# EXTRAIT DU DOCUMENT:

____________

[ Poursuite-bâillon ] Le cas Eric Piolle c/ L'Eclaireur, suite
Réponse de Pascal Clérotte aux conclusions du conseil d'Eric Piolle, qui l'attaque en diffamation civile. D'intérêt public, nous la publions.
Tout comme nous avions publié le premier mémoire en défense parce qu’il était d’intérêt public, nous publions la réponse de Pascal Clérotte aux conclusions de Me Fourrey, l’avocat d’Eric Piolle.
L’audience du 1er juin a été renvoyée au 28 juillet, à la demande de l’avocat d’Eric Piolle.
Le mémoire en défense originel est à trouver ici.
L’article et le podcast incriminés sont ci-dessous :
Les conclusions de Me Fourrey montrent que cette procédure est bien une procédure bâillon, abusive et téméraire. C’est une procédure ad hominem, qui vise la personne de la défense et non pas son travail de journaliste. Il s’agit incontestablement d’une poursuite bâillon, qui vise d’abord à supprimer une analyse embarrassante pour la partie civile plutôt qu’à faire valoir son honneur et sa considération, auxquels la défense n’a en aucune manière attenté, puisqu’aucun fait non avéré ne lui a été imputé.
Si les propos de la défense sont diffamatoires et de la gravité avancée par la partie civile, alors elle aurait pu engager une procédure pénale en diffamation par citation directe ou par constitution de partie civile, sans risque pour elle mais bien plus contraignante pour la défense.
Pourquoi ne l’a t-elle pas fait ? La partie civile en avait pourtant tout le loisir, le constat d’huissier ayant été réalisé et l’assignation délivrée à la défense avant la prescription des faits.
La défense tient à déclarer que le second renvoi a été demandé par Me Fourrey, alors qu’il avait reçu son mémoire en défense le 23 mai, délai suffisant pour y répondre pour l’audience du 1er juin.
Il est étonnant que dans une affaire qui vise à faire supprimer un texte considéré comme diffamatoire, le Conseil de la partie civile ne fasse pas plus diligence. (…)
1 – De l’impérative nécessité d’assigner le directeur de la publication
Le Conseil de la partie civile écrit au point 1.2.3 de ses conclusions du 12 juillet 2022 : « Dans la présente procédure, la mesure la plus adaptée est évidemment d’ordonner la suppression des propos. Le fait que M. CLEROTTE ne soit pas le directeur de publication de ce site est sans incidence : il est le contributeur et est celui qui a mis en ligne l’article. Il a donc la faculté de le retirer. »
Plaise à la cour de constater qu’il s’agit là d’une argutie. Si la loi n° 2004-575 du 21 juin 2004 pour la confiance dans l'économie numérique stipule que tout service de publication en ligne doit posséder un directeur de la publication, c’est pour préserver l’esprit et la lettre de la loi du 29 juillet 1881 sur la liberté de la presse, et la jurisprudence, considérable, qui en découle.
L’édition et la presse numériques sont ainsi soumises au même corpus juridique que les médias « traditionnels ». En particulier, aux articles 42 et 43 de la loi du 29 juillet 1881 sur la liberté de la presse, qui établissent un mécanisme de responsabilité en cascade en matière de délits de presse où le responsable de premier rang est le directeur de publication.

____________

# DONNÉES PRÉSENTÉES:
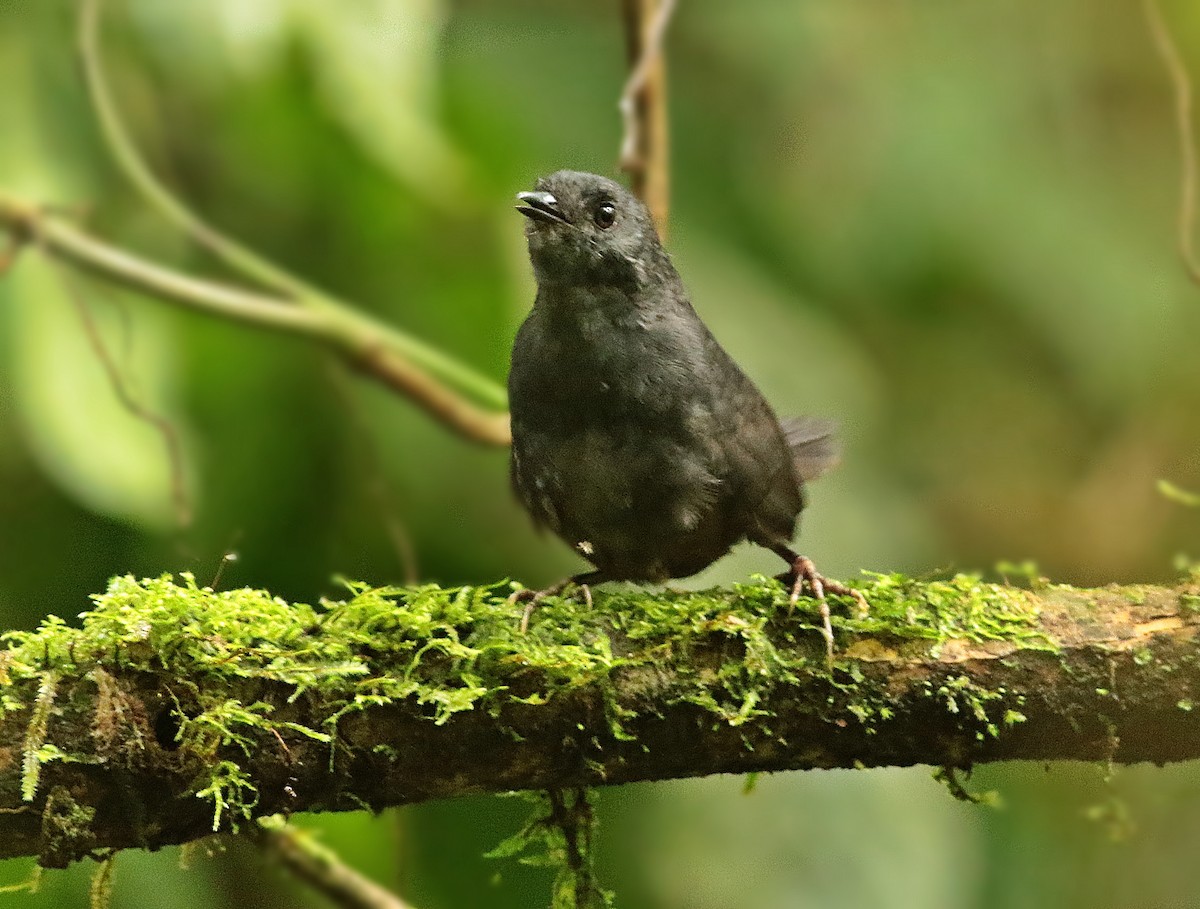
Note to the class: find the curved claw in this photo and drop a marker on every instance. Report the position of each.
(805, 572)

____________

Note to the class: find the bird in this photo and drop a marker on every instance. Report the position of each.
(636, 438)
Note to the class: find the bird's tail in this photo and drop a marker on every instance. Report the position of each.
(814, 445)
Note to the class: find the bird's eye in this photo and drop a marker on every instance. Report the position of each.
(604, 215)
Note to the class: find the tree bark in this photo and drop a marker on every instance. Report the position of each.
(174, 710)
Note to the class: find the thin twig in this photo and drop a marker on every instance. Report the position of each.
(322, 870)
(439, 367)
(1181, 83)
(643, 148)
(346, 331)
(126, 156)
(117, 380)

____________

# ÉNONCÉ 1:
Indiquez si chacune des affirmations suivantes est conforme à l'extrait, en répondant par oui ou par non et en citant les mots décisifs de celui-ci : (a) l'audience du 1er juin a été renvoyée à la demande de l'avocat d'Eric Piolle ; (b) Me Fourrey a reçu le mémoire en défense le 1er juin ; (c) selon les conclusions de la partie civile, M. Clérotte est le directeur de publication du site.
# ÉNONCÉ 2:
D'après l'extrait, quels articles de la loi du 29 juillet 1881 établissent le mécanisme de responsabilité en cascade en matière de délits de presse ?
Appuyez-vous uniquement sur l'extrait du document.

# CORRIGÉ 1:
(a) Oui : « L’audience du 1er juin a été renvoyée au 28 juillet, à la demande de l’avocat d’Eric Piolle. »
(b) Non : « il avait reçu son mémoire en défense le 23 mai ».
(c) Non : « Le fait que M. CLEROTTE ne soit pas le directeur de publication de ce site est sans incidence ».

# CORRIGÉ 2:
Les articles 42 et 43.